* START Material shown *
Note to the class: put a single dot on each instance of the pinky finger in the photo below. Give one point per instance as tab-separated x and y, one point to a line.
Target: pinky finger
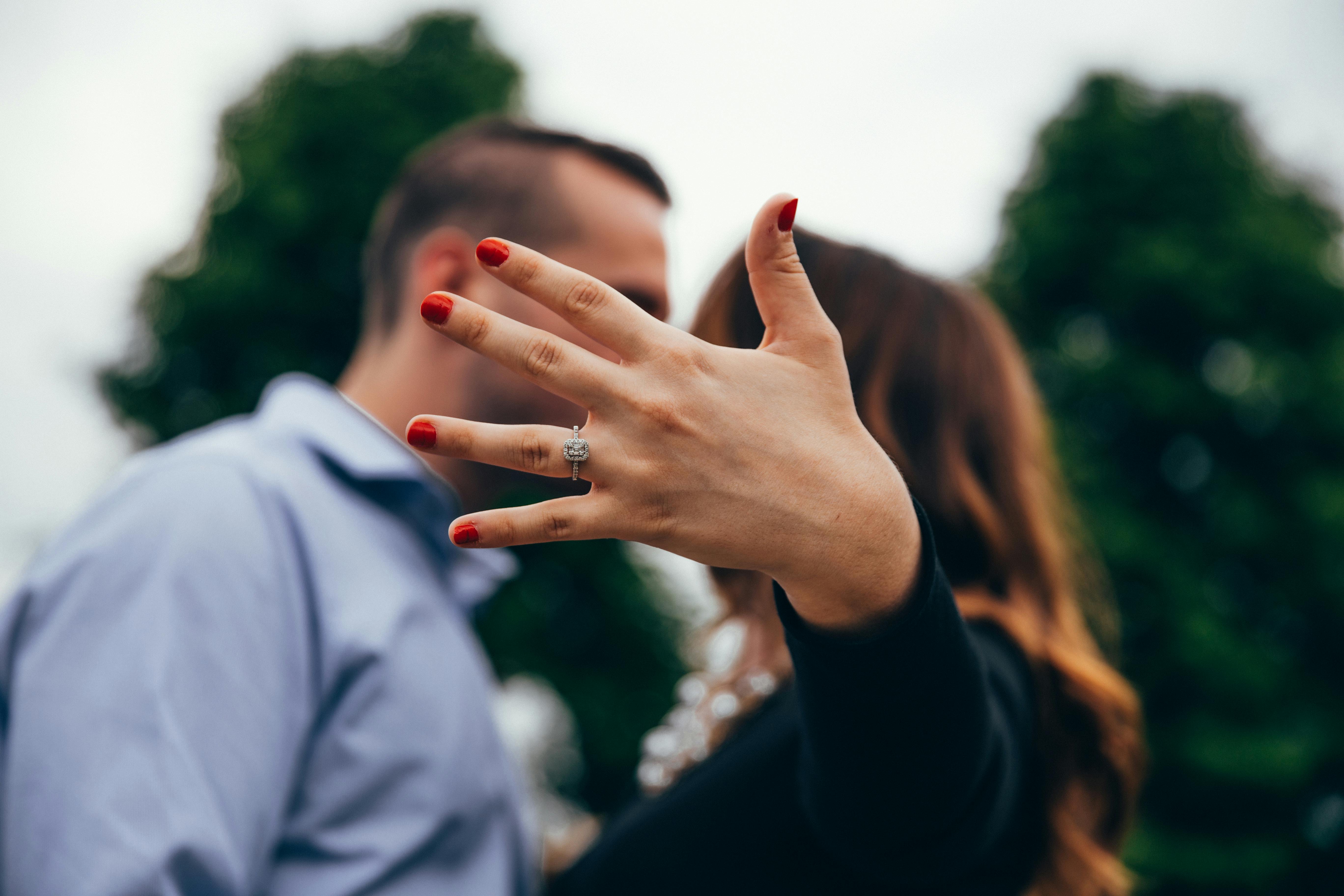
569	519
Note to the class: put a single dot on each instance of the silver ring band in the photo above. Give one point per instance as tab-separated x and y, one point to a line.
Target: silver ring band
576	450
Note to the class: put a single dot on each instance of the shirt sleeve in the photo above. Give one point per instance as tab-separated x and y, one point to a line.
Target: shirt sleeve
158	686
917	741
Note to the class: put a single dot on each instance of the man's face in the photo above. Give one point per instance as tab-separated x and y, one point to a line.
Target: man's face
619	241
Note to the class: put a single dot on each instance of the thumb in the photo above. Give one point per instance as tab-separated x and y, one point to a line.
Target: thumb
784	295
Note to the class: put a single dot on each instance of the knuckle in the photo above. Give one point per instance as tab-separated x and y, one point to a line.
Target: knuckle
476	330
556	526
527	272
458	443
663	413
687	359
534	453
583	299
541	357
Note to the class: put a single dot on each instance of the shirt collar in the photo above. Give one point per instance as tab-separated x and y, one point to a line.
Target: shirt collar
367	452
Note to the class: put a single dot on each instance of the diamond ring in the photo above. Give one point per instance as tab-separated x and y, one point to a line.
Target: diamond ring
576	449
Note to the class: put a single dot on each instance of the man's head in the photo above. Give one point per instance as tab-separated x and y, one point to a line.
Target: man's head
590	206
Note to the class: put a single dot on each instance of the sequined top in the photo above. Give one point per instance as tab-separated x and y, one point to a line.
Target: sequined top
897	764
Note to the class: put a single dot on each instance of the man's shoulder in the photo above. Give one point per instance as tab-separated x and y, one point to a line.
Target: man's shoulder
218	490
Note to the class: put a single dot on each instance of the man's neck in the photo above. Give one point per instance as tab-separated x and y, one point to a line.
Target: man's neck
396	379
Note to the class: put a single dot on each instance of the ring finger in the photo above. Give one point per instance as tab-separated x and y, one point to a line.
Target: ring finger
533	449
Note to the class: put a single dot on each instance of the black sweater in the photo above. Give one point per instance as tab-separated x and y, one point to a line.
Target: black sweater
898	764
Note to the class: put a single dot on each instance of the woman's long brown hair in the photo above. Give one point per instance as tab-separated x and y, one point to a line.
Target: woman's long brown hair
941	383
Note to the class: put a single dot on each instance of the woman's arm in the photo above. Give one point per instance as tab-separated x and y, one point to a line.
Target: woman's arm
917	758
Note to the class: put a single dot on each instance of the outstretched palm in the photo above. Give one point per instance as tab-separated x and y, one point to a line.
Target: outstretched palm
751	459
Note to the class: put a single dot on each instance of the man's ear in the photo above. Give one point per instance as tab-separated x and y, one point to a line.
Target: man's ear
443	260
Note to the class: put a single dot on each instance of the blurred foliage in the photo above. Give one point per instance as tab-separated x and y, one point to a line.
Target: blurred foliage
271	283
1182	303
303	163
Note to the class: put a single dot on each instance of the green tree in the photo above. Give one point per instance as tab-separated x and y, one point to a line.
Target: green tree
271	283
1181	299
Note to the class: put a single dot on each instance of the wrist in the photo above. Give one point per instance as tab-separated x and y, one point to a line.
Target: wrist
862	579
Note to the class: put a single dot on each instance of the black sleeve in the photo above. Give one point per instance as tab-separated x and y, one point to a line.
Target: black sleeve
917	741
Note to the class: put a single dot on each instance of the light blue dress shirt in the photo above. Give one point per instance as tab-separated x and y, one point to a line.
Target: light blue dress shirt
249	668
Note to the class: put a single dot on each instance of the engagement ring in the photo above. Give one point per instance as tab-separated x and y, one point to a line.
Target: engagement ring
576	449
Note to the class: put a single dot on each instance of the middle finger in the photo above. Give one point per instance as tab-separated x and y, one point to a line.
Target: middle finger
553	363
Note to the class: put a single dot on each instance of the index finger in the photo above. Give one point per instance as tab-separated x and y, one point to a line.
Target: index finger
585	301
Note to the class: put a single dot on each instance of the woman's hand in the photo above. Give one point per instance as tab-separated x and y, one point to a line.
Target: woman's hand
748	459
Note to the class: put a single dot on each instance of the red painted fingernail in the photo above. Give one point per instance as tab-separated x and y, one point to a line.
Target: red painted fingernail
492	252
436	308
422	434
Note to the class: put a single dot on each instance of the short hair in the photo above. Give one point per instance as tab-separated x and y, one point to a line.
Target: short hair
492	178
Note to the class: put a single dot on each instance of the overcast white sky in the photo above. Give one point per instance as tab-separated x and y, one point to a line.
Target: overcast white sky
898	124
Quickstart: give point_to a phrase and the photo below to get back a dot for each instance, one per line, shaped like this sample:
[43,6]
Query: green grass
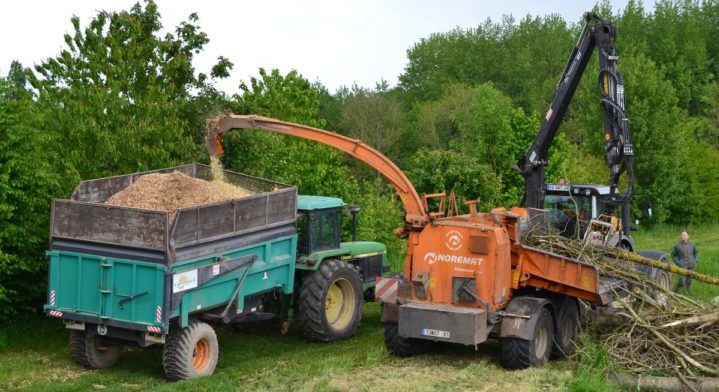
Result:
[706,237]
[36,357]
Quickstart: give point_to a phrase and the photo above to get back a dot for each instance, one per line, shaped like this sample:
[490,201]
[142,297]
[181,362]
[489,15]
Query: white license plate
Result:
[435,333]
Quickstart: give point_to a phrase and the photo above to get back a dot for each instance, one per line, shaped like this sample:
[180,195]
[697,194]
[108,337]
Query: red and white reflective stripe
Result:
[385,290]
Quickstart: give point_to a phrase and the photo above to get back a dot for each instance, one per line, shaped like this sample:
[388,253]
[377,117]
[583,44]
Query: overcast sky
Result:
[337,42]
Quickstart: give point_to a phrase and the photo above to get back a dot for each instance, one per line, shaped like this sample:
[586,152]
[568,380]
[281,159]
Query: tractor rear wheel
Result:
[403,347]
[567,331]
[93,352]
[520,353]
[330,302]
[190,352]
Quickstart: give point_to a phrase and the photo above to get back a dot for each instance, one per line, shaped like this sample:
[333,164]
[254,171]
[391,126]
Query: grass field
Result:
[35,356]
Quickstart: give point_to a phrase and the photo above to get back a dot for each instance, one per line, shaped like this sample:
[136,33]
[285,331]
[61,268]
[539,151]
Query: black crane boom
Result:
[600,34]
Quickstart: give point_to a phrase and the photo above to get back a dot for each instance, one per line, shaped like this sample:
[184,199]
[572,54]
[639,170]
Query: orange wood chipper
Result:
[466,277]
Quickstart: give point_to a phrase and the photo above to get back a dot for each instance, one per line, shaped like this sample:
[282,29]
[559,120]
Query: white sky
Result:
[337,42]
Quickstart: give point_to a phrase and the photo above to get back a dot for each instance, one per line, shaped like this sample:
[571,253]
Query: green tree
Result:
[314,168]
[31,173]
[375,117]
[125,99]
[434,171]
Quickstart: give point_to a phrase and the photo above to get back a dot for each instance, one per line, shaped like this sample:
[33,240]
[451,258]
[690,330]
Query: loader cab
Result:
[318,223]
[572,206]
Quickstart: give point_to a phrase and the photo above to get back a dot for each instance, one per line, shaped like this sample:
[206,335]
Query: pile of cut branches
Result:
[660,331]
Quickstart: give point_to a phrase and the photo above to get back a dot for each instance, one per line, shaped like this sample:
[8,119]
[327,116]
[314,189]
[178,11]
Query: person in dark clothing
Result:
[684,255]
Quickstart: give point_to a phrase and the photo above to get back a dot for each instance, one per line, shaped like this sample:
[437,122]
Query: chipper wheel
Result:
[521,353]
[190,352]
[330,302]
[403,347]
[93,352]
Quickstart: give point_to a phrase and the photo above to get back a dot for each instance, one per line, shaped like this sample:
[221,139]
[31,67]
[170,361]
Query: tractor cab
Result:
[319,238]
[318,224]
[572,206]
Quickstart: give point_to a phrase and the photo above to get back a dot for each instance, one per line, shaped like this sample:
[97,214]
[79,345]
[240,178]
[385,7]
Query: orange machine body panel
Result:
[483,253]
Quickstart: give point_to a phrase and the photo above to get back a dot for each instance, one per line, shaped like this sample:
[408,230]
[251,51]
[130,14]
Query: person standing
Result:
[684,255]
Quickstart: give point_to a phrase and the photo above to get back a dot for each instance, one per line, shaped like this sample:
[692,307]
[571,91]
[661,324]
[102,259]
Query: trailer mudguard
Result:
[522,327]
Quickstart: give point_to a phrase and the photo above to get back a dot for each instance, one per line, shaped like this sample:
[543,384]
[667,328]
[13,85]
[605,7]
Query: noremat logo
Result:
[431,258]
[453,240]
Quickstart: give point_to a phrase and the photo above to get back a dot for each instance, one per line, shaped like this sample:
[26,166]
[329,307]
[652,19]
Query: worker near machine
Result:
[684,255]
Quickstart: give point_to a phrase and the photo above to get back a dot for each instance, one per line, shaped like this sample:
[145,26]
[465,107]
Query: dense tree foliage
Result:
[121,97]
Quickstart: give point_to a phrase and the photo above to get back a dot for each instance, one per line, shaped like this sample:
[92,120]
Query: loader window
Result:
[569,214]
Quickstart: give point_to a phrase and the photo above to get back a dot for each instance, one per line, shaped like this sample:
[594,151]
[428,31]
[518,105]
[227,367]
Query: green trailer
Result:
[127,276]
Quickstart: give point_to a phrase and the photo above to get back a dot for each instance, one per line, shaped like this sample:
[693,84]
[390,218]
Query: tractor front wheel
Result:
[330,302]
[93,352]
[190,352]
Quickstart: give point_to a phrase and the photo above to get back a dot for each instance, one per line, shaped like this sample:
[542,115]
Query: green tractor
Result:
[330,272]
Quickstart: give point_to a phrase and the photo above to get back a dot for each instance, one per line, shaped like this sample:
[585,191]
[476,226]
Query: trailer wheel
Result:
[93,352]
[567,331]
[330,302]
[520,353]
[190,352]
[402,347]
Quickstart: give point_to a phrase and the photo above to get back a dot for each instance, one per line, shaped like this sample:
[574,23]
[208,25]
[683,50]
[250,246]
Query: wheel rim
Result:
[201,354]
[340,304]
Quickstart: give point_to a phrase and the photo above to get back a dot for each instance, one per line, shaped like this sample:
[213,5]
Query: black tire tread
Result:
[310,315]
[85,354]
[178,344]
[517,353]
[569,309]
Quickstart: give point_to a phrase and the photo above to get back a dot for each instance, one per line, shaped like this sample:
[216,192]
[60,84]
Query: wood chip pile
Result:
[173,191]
* END Material shown *
— Task objective —
Report every line of the listing above that contains the word "tree", matching case exactly.

— The solution —
Note to the class: put a single dot on each instance of the green tree in the photo above. Give one point per instance as tab-separated x and y, one point to a line.
Target: green tree
Query: green tree
Query: dense tree foliage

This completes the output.